Exercise details — Exact wording is required: transcribe all the entries and leave the images out.

Supplied records —
○ ○ ○ ○

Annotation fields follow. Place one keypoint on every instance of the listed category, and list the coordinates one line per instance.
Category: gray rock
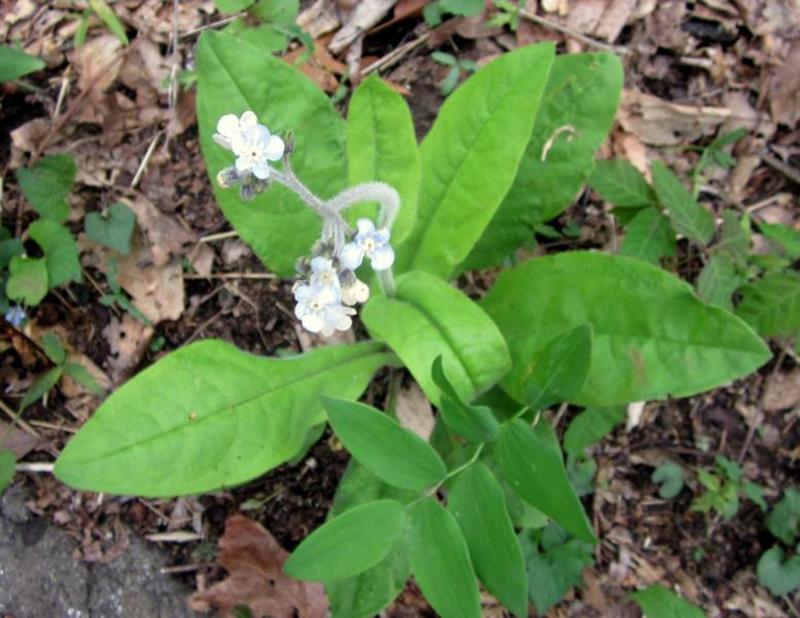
(39, 578)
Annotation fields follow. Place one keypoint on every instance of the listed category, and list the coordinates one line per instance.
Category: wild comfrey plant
(489, 498)
(328, 287)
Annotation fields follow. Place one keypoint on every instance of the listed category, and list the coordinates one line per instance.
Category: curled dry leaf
(254, 561)
(660, 123)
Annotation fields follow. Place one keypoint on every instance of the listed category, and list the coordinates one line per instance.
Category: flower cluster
(328, 289)
(326, 297)
(254, 146)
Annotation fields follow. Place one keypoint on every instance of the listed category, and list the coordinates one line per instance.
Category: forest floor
(693, 71)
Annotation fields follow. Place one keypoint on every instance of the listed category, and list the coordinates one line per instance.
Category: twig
(219, 236)
(617, 49)
(145, 160)
(775, 163)
(232, 276)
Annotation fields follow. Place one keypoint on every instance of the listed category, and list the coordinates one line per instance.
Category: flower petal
(351, 256)
(382, 258)
(274, 148)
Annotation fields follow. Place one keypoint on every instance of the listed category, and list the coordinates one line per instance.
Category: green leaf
(652, 337)
(718, 281)
(106, 13)
(234, 76)
(15, 63)
(659, 602)
(787, 238)
(553, 571)
(781, 577)
(734, 242)
(113, 229)
(784, 520)
(771, 305)
(649, 236)
(8, 464)
(382, 146)
(688, 217)
(429, 318)
(41, 386)
(590, 426)
(476, 423)
(555, 372)
(232, 6)
(470, 156)
(576, 113)
(51, 345)
(81, 375)
(391, 452)
(477, 502)
(47, 184)
(60, 251)
(440, 562)
(368, 593)
(27, 281)
(670, 477)
(531, 463)
(350, 543)
(212, 415)
(619, 182)
(467, 8)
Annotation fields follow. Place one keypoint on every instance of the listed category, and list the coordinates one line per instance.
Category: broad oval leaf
(575, 115)
(429, 318)
(659, 602)
(621, 184)
(771, 305)
(440, 562)
(210, 416)
(687, 215)
(653, 337)
(475, 423)
(350, 543)
(391, 452)
(532, 465)
(382, 145)
(470, 156)
(235, 76)
(477, 502)
(555, 372)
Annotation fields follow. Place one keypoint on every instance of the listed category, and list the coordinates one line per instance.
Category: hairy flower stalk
(328, 287)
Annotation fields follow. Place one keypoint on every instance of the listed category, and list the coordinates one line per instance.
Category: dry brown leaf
(155, 286)
(660, 123)
(254, 561)
(783, 391)
(128, 340)
(18, 442)
(366, 14)
(414, 411)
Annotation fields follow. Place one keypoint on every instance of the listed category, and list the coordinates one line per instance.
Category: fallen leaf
(414, 411)
(783, 391)
(254, 561)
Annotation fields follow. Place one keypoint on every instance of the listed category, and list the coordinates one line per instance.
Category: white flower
(251, 142)
(254, 148)
(323, 273)
(370, 242)
(320, 310)
(230, 126)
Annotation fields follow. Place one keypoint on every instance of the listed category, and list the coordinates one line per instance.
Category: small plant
(490, 498)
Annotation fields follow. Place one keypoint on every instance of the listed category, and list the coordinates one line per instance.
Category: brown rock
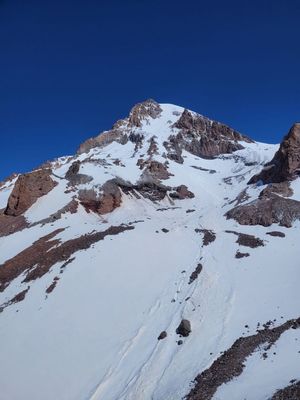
(162, 335)
(241, 255)
(285, 165)
(184, 328)
(28, 188)
(205, 138)
(266, 211)
(276, 234)
(157, 170)
(74, 177)
(195, 273)
(181, 193)
(109, 199)
(247, 240)
(141, 111)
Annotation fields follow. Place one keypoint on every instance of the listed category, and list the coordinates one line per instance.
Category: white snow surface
(95, 336)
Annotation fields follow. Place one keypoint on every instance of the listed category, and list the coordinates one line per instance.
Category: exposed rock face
(267, 210)
(157, 170)
(181, 193)
(105, 138)
(184, 328)
(205, 138)
(162, 335)
(276, 234)
(28, 188)
(291, 392)
(109, 199)
(74, 177)
(197, 134)
(238, 254)
(37, 259)
(195, 273)
(231, 364)
(282, 189)
(285, 165)
(121, 131)
(141, 111)
(247, 240)
(208, 236)
(10, 224)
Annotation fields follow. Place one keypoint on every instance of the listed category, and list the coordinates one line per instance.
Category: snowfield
(94, 337)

○ ○ ○ ○

Answer —
Annotation fields follow. Place one keypoint on every instance of the listed category, and list the coordinates one line per instance.
Category: gray rock
(39, 578)
Annotation fields follow. Place one keypoint on every instance of the listed category, and list the coordinates one line per instance.
Category: wild comfrey plant
(489, 498)
(328, 287)
Annotation fields follow. Place one keypoint on every instance of the listed category, and list the coordinates one line per instance.
Category: curled dry leaf
(254, 561)
(660, 123)
Annotation fields follow. Place one keypoint on every instance of the listed category, and list the coordinates one line per instance.
Category: flower cluster
(328, 289)
(326, 297)
(254, 146)
Annotation fields follow. Place one keypoint on every instance of the listed category, and list the coordinates one line per instance.
Category: forest floor
(693, 71)
Annotation fields follow. Place one keypoint on every instance of the listed category, and list the coordinates one line per instance.
Category: twig
(219, 236)
(617, 49)
(145, 160)
(775, 163)
(232, 276)
Annotation fields follow. Place one keypoint on every instance of the listed category, and list the coordinates one line per instance.
Category: flower petal
(351, 256)
(382, 258)
(274, 148)
Annotation fields follow. Place one keypoint on every instance of the listed category, and list the coordinates one line per instance.
Category: green leaf
(652, 337)
(718, 281)
(106, 13)
(234, 76)
(15, 63)
(659, 602)
(787, 238)
(553, 571)
(781, 577)
(734, 242)
(113, 229)
(784, 520)
(771, 305)
(649, 236)
(8, 464)
(382, 146)
(688, 217)
(429, 318)
(41, 386)
(590, 426)
(476, 423)
(555, 372)
(232, 6)
(470, 156)
(576, 113)
(51, 345)
(81, 375)
(391, 452)
(477, 502)
(47, 184)
(60, 251)
(440, 562)
(368, 593)
(27, 281)
(670, 477)
(531, 463)
(350, 543)
(212, 415)
(619, 182)
(467, 8)
Annotation fields follow. Place one keypoint on every instance of the listed category, and list the coordinates one line per instance.
Category: broad oval leaf
(575, 115)
(429, 318)
(659, 602)
(621, 184)
(771, 305)
(440, 562)
(210, 416)
(687, 215)
(653, 337)
(475, 423)
(350, 543)
(391, 452)
(532, 465)
(382, 145)
(470, 156)
(235, 76)
(477, 502)
(555, 372)
Annotation fields follow. Place one keypoint on every instance of the listed category, and list the coordinates one line per instance.
Category: hairy flower stalk
(328, 287)
Annotation fields follow. Place one keypoint on every instance of the listed category, and list the coordinates one line per instance.
Category: dry brown leaf
(155, 286)
(660, 123)
(254, 561)
(783, 391)
(128, 340)
(18, 442)
(366, 14)
(414, 411)
Annotation fields follow. Place one keypoint on every instance of the listed category, and list the coordinates one line per instance.
Category: fallen leaf
(414, 411)
(783, 391)
(254, 561)
Annotation fields follow. Place one keypoint on every instance of the listed category, and list the coordinates one line per instance.
Category: white flower
(251, 142)
(254, 148)
(323, 273)
(370, 242)
(320, 310)
(230, 126)
Annotation fields follow. Place one keypoint on every instance of the listed category, and list the coordinates one line per instance.
Category: small plant
(490, 498)
Annotation fields follow. Place one keypoint on every instance of the listed category, and list the coordinates one line per instance.
Category: brown rock
(162, 335)
(241, 255)
(285, 165)
(184, 328)
(28, 188)
(205, 138)
(266, 211)
(276, 234)
(157, 170)
(74, 177)
(195, 273)
(181, 193)
(109, 199)
(247, 240)
(141, 111)
Annotation fields follow. Place one keypoint on every instance of the listed category, and list the coordinates one line per instance.
Category: white snow surface
(95, 336)
Annotation fields follow. Place one keypoint on every instance of the listed category, and list the coordinates one line per instance.
Category: exposed rock face
(267, 210)
(157, 170)
(181, 193)
(105, 138)
(184, 328)
(205, 138)
(162, 335)
(276, 234)
(28, 188)
(291, 392)
(109, 199)
(74, 177)
(197, 134)
(238, 254)
(37, 259)
(195, 273)
(231, 364)
(282, 189)
(285, 165)
(121, 131)
(141, 111)
(247, 240)
(208, 236)
(10, 224)
Annotation fields follow. Place one keypoint on every instance of the listed category, and list the coordinates one line per instance.
Category: snowfield
(94, 337)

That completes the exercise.